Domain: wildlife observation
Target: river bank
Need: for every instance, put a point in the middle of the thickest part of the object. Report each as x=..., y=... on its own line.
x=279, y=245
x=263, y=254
══════════
[WRITTEN EXERCISE] Emit the records above again, exactly, with no line skipped.

[FINISHED TASK]
Domain: wildlife observation
Target: river bank
Need: for every instance, put a point in the middle of the thickest part of the object. Report each as x=..., y=... on its own line.
x=279, y=245
x=263, y=254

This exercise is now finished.